## 原文节选
——————
[AHOI2009]维护序列 题解

[AHOI2009]维护序列

【模板】线段树 2

这两题基本相同，所以就放在一起讲

题目

维护一个序列，要求支持一下三种操作

1. 区间加一个数
2. 区间乘一个数
3. 区间求和

solution

首先这是线段数，不要问为什么。 因为很显然

我们都知道线段树的一个基操，就是懒惰标记

这道题我们需要维护两个懒惰标记\(add\)和\(mul\)

对于一个区间的值我们用\(value\times mul + (r-l+1)\times add\)来表示

区间加\(x\)就可以表示为\(value \times mul + (r-l+1)\times (add + x)\)

也即把\(add\)标记变为\(add+x\)

区间乘\(x\)就可以表示为\(value \times mul \times x + (r-l+1)\times add \times x\)

也即把\(add\)标记变为\(add\times x\)，把\(mul\)标记变为\(mul\times x\)

这里要注意一点因为运算的优先级所以要先维护mul再维护add

coding

#include 
#define LL long long
using namespace std;


const int N = 100005;
LL n,m,p,a[N];

struct Node
{
    LL l,r,value,mul,add;
    Node * left , * right;
    Node(LL s , LL t , LL v , Node * a , Node * b)
    {
        l = s , r = t , value = v , mul = 1 , add = 0;
        left = a , right = b;
    }
} * root;


inline LL read()
{
    register LL x = 0;
    register char ch = getchar();
    while(ch < '0' || ch > '9') ch = getchar();
    while(ch >= '0' && ch <= '9')
    {
        x = (x<<3)+(x<<1) + ch-'0';
        ch = getchar();
    }
    return x;
}



inline Node * build( LL l , LL r)
{
    if(l == r) return new Node( l , r , a[l] % p,0 , 0 );
    register LL mid = ( l + r) >> 1;
    Node * left = build( l , mid ) , * right = build( mid + 1 , r);
    return new Node(l , r , (left -> value + right -> value) % p , left , right);
}

inline LL get_value(Node * cur)
{
    return ( cur -> value * cur -> mul + cur -> add * (cur -> r - cur -> l + 1) ) % p;
}

inline void mark(LL add , LL mul , Node * cur)
{   
    
    cur -> add = ( cur -> add * mul + add ) % p;
    cur -> mul = ( cur -> mul * mul) % p;
    cur -> value = (cur -> value * mul + ( cur -> r - cur -> l + 1) * add ) % p;
    //这里要注意修改去区间的值不能用标记的值，要用增加的值 
    return ;
}



inline void pushdown( Node * cur)
——————
## 数据条目
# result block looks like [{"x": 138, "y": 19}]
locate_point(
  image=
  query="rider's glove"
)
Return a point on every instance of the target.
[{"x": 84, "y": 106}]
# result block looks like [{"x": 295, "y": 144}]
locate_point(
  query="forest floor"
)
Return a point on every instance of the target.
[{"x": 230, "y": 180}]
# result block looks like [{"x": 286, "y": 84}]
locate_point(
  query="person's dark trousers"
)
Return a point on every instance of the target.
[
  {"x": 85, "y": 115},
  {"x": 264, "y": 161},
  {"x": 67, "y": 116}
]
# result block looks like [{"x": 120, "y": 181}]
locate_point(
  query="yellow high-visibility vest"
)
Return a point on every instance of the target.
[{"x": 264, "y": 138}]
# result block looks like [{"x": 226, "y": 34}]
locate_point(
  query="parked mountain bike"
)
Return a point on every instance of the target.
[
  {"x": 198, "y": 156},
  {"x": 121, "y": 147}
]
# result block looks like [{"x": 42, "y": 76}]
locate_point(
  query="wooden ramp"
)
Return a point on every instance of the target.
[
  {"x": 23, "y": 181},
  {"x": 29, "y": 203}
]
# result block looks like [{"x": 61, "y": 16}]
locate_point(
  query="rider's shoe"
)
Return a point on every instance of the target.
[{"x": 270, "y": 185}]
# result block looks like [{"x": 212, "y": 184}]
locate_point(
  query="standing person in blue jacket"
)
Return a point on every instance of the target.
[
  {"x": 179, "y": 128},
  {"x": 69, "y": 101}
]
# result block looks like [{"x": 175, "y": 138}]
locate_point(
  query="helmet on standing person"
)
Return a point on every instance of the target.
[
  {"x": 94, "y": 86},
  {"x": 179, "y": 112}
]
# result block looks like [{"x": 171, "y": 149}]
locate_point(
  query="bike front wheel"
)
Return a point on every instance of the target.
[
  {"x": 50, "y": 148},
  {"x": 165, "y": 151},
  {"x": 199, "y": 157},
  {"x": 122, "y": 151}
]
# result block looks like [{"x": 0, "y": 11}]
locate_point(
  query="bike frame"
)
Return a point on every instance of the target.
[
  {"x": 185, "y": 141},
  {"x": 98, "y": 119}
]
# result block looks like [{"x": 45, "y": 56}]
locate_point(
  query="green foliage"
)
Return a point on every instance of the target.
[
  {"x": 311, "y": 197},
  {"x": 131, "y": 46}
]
——————
## 待办任务
a – 请把线段树题解中“首先这是线段数，不要问为什么。 因为很显然”和“add \times x\)”之间的文字原样复制下来，首尾两处都包括在内。
b – 根据线段树题解，判断下列说法是否符合原文，每项回答“是”或“否”，并准确引用起决定作用的原文：(i) 这道题需要维护 add 和 mul 两个懒惰标记；(ii) 区间乘 x 时只改变 mul 标记，add 标记保持不变；(iii) 应当先维护 add，再维护 mul。
c – 线段树题解要求先维护 mul 再维护 add，它给出的理由是什么？

## 参考答案
a –
首先这是线段数，不要问为什么。 因为很显然

我们都知道线段树的一个基操，就是懒惰标记

这道题我们需要维护两个懒惰标记\(add\)和\(mul\)

对于一个区间的值我们用\(value\times mul + (r-l+1)\times add\)来表示

区间加\(x\)就可以表示为\(value \times mul + (r-l+1)\times (add + x)\)

也即把\(add\)标记变为\(add+x\)

区间乘\(x\)就可以表示为\(value \times mul \times x + (r-l+1)\times add \times x\)

b –
(i) 是。“这道题我们需要维护两个懒惰标记\(add\)和\(mul\)”
(ii) 否。“也即把\(add\)标记变为\(add\times x\)，把\(mul\)标记变为\(mul\times x\)”
(iii) 否。“这里要注意一点因为运算的优先级所以要先维护mul再维护add”

c – 理由是运算的优先级。题解明确说明，正因为运算的优先级，所以要先维护 mul 再维护 add。